# Exercise description
Locate every line in the listing below that contains the string "sailboat" and copy each of those lines out in full.

# Input data

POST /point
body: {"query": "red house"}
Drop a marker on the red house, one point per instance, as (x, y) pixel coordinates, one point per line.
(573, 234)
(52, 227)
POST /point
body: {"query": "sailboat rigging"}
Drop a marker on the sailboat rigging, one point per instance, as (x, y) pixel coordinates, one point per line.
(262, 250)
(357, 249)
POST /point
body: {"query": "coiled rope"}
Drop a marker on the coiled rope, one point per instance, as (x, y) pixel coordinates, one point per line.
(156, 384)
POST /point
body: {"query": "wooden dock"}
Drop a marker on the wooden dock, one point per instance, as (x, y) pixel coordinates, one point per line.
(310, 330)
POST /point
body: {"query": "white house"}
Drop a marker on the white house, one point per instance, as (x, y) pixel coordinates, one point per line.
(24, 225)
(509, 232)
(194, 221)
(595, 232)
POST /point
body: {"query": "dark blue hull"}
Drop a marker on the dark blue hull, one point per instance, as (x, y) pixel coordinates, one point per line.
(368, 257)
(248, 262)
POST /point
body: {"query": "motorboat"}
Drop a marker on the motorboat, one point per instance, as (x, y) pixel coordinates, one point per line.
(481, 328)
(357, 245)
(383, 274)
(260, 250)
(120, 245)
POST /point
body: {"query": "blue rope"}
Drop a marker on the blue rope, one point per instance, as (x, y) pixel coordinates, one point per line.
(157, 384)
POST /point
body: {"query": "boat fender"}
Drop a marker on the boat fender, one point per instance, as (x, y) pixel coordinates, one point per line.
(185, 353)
* * *
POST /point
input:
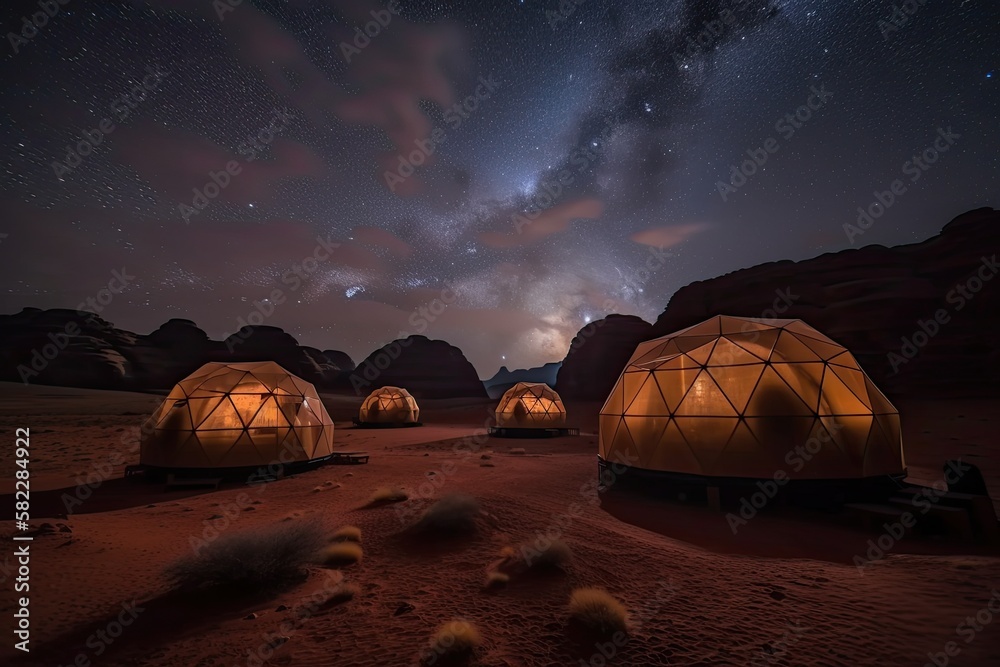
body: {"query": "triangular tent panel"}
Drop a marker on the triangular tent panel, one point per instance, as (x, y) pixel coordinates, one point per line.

# Result of this task
body: {"query": "sailboat rigging"}
Drop a marker on the sailboat rigging, one point per instance, as (x, y) pixel coordinates, one point per line.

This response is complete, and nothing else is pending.